*** Block opens ***
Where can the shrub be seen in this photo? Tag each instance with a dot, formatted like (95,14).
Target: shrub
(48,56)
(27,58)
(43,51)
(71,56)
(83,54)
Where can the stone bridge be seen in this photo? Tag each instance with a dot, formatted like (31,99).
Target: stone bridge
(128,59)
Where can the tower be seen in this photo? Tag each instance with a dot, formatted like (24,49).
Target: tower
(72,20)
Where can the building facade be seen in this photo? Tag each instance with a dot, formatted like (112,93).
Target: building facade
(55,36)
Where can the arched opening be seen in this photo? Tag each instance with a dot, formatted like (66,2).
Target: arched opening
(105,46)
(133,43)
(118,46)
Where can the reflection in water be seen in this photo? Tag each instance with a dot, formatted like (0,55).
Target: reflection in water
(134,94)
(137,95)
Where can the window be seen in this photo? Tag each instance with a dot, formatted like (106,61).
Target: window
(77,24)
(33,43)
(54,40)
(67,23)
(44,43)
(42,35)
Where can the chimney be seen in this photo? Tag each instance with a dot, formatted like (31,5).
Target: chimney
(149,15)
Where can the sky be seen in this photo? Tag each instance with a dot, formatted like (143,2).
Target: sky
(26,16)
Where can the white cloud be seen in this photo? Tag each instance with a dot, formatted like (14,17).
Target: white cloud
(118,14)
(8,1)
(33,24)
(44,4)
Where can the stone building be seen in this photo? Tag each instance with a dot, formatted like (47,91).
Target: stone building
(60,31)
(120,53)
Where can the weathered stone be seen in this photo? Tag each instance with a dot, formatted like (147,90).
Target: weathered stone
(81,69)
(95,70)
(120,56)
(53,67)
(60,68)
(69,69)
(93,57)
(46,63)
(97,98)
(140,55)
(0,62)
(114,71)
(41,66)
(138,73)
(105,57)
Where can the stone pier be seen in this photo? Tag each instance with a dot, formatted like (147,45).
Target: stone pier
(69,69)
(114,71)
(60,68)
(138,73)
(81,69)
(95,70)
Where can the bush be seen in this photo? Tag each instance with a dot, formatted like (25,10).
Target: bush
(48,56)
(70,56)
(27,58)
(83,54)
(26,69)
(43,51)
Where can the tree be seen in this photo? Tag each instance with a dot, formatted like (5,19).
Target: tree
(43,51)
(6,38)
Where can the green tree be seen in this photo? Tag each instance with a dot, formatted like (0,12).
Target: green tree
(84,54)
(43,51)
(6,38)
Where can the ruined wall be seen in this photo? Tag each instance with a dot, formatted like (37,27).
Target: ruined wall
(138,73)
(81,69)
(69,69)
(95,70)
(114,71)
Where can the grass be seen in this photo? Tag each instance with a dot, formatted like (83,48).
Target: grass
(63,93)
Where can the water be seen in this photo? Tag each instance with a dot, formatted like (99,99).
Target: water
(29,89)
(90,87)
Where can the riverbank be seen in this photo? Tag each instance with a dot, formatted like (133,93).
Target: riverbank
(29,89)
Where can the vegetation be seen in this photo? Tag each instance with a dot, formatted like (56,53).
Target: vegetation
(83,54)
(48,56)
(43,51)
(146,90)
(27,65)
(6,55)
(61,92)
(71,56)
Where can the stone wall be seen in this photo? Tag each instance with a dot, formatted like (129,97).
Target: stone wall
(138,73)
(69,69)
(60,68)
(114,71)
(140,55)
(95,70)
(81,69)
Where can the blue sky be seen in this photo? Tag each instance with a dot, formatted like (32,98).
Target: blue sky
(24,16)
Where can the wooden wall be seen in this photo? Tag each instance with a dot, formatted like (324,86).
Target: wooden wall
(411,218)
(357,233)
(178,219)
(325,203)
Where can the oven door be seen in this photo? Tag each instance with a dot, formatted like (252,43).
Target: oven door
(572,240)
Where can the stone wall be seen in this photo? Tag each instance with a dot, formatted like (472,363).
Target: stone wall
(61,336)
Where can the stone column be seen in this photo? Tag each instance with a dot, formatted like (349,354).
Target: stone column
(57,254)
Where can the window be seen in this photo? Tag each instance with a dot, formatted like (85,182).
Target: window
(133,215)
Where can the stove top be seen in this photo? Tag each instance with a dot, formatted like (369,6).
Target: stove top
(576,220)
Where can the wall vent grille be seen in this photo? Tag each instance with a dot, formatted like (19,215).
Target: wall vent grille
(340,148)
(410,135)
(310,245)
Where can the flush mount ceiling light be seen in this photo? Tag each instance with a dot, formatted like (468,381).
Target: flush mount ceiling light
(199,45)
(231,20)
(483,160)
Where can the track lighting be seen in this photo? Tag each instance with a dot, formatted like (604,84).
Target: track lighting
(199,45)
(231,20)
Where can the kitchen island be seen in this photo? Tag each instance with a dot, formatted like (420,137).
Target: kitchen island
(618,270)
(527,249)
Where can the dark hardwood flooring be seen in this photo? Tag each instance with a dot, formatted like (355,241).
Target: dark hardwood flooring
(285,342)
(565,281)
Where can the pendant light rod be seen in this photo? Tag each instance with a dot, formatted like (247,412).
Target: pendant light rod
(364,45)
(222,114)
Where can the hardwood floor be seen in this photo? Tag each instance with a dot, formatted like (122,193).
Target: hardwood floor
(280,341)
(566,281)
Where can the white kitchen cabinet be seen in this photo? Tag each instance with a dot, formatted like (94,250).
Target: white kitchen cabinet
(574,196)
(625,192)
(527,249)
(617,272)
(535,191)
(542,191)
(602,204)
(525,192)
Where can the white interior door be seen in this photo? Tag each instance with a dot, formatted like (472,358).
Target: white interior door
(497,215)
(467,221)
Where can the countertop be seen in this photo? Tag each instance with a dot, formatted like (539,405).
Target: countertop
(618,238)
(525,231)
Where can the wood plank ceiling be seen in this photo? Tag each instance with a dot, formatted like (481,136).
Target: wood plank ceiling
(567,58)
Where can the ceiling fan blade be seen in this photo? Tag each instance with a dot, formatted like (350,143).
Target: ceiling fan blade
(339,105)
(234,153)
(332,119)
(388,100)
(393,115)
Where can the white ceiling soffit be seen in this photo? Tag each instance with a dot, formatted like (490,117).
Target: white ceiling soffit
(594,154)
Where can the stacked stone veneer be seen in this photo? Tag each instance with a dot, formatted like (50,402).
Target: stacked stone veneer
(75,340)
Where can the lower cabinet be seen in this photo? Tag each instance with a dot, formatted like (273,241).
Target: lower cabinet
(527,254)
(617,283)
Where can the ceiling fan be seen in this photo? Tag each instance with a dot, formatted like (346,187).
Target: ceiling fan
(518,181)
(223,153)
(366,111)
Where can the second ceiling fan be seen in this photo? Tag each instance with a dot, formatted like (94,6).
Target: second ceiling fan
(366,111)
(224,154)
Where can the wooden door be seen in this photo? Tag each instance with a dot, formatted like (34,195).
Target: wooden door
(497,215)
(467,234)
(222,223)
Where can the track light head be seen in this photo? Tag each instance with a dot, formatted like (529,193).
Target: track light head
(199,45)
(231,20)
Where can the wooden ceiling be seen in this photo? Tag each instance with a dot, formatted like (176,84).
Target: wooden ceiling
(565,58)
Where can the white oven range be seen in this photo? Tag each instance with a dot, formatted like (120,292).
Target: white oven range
*** Block closes ***
- **Your objective**
One number makes up the answer: the number of lines among the entries that include the word "range".

- **Answer for this exercise**
2